§ Short problem
Copy out the listing below in full, with every request but without the pictures. Offset each x and y coordinate in the answers by 78.

§ Given data
»»
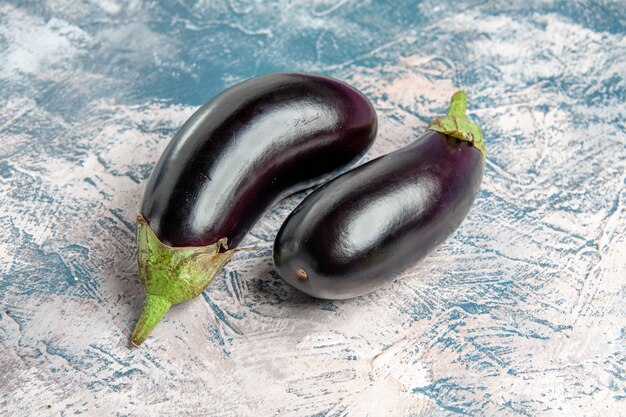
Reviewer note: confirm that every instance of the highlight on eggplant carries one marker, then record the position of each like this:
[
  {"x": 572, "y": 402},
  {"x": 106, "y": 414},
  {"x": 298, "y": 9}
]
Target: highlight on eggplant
[
  {"x": 360, "y": 230},
  {"x": 252, "y": 145}
]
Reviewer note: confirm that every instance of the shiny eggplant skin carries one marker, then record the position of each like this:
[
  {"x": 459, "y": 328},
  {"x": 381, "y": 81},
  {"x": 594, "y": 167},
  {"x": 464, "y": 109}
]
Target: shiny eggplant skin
««
§ Task output
Reviewer note: confirm that every instance of the highlight on eggplant carries one marker, then record the position of each like this:
[
  {"x": 572, "y": 402},
  {"x": 106, "y": 414},
  {"x": 298, "y": 9}
]
Target: highlight on eggplant
[
  {"x": 438, "y": 308},
  {"x": 330, "y": 223}
]
Reviewer note: confirm that every instance of the shiny eggplant skin carries one marker, then record the position of each like this:
[
  {"x": 459, "y": 328},
  {"x": 381, "y": 81},
  {"x": 594, "y": 167},
  {"x": 464, "y": 109}
]
Target: shiny eggplant skin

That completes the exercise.